#### Exercise description
Every line of the material that follows must be printed again exactly.

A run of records
☆ ☆ ☆ ☆

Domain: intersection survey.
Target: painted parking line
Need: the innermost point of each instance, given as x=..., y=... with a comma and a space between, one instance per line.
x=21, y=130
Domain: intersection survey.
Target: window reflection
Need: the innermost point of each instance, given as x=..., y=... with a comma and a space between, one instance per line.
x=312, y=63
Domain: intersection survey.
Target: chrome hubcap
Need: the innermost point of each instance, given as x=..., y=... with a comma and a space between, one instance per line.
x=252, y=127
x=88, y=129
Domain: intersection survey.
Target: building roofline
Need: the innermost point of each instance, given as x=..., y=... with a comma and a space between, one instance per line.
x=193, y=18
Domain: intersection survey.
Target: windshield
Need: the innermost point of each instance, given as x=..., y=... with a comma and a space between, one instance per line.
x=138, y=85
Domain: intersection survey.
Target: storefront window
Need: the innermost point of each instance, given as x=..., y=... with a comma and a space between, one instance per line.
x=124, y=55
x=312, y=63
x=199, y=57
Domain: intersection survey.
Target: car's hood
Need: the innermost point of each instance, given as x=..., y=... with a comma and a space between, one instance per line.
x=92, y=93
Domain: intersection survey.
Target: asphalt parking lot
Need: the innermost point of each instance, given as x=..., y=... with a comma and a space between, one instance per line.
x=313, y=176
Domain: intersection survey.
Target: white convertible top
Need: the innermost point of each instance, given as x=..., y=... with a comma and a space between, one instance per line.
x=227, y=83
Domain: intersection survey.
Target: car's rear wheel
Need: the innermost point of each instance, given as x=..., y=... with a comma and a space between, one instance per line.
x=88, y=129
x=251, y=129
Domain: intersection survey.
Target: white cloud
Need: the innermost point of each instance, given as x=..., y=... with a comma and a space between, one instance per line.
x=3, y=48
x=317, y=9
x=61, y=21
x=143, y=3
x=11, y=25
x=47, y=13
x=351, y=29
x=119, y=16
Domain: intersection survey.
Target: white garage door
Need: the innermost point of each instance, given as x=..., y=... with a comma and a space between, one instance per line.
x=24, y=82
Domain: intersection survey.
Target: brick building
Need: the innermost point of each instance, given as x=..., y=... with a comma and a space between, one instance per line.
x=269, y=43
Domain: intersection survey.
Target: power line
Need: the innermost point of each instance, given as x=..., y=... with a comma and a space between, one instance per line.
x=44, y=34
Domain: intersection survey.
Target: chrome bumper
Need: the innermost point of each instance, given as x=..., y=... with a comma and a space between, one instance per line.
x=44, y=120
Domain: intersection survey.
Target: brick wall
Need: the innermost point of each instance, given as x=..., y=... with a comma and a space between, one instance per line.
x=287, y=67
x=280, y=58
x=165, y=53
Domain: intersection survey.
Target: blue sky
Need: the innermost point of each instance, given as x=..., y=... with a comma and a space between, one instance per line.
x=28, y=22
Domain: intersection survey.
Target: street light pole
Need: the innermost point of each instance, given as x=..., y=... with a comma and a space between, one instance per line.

☆ ☆ ☆ ☆

#### Full output
Domain: intersection survey.
Target: painted parking line
Need: the innermost point of each instance, given as x=..., y=... with a comma and a space between, one instance per line.
x=21, y=130
Domain: intersection survey.
Target: window reflection
Need: the innermost point of each instance, given as x=..., y=... with a comma and a space between, one instance per line.
x=312, y=63
Domain: intersection survey.
Target: chrome hubcap
Need: the innermost point of each instance, given as x=..., y=... with a comma and a space between, one instance per line.
x=252, y=127
x=88, y=129
Domain: intersection survey.
Target: building roofline
Need: the innermost point of each instance, given as x=..., y=... with a comma and a space between, one instance per line.
x=193, y=18
Domain: intersection survey.
Target: windshield
Need: the innermost point of each instance, given as x=..., y=... with a comma and a space between, one instance per line.
x=138, y=85
Domain: intersection survey.
Target: storefront window
Need: the innermost point of each instance, given as x=..., y=... with a comma and a space between, one instance per line.
x=124, y=55
x=312, y=63
x=199, y=57
Domain: intersection survey.
Target: car's hood
Need: the innermost point of each instance, given as x=..., y=... with a comma and a space between, one instance per line.
x=92, y=93
Domain: intersection survey.
Target: asphalt parking lot
Need: the innermost point of each instance, given as x=..., y=... with a comma and a space between, one instance per line.
x=313, y=176
Domain: intersection survey.
Target: white convertible top
Need: the innermost point of each instance, given as x=..., y=... with a comma and a space between, one instance per line.
x=227, y=83
Domain: intersection survey.
Target: car's rear wheel
Need: the innermost point of each instance, given as x=..., y=... with a comma and a space between, one instance per line.
x=88, y=129
x=251, y=129
Domain: intersection survey.
Target: white cloud
Need: the innermost point of each instance, given as x=..., y=... with a comma and a space between, one instance per line.
x=3, y=48
x=317, y=9
x=61, y=21
x=143, y=3
x=11, y=25
x=47, y=13
x=351, y=29
x=119, y=16
Domain: intersection survey.
Target: white garage door
Need: the innermost point of each instance, given as x=..., y=... with a comma and a space between, one instance per line.
x=24, y=82
Domain: intersection survey.
Target: brick building
Need: the innermost point of each instance, given as x=..., y=... with a comma and a space between, one instance per line.
x=269, y=43
Domain: intersection survey.
Target: power line
Need: the innermost point of each instance, given as x=..., y=... with a comma and a space between, one instance per line.
x=44, y=34
Domain: intersection survey.
Target: chrome bumper
Need: the innermost point of each instance, given as x=..., y=... with a comma and a space between, one instance per line.
x=44, y=120
Domain: intersection survey.
Target: brick wall
Need: the innermost point of each instance, given as x=..., y=... with a comma and a space between, one instance per line.
x=287, y=67
x=280, y=58
x=165, y=53
Domain: intersection survey.
Target: blue sky
Need: the innermost point of each instance, given as x=..., y=... with a comma and a space between, one instance per line.
x=28, y=22
Domain: intersection survey.
Target: street light pole
Need: the innermost point of each instance, given as x=..., y=... with a comma and a space between, one instance per line.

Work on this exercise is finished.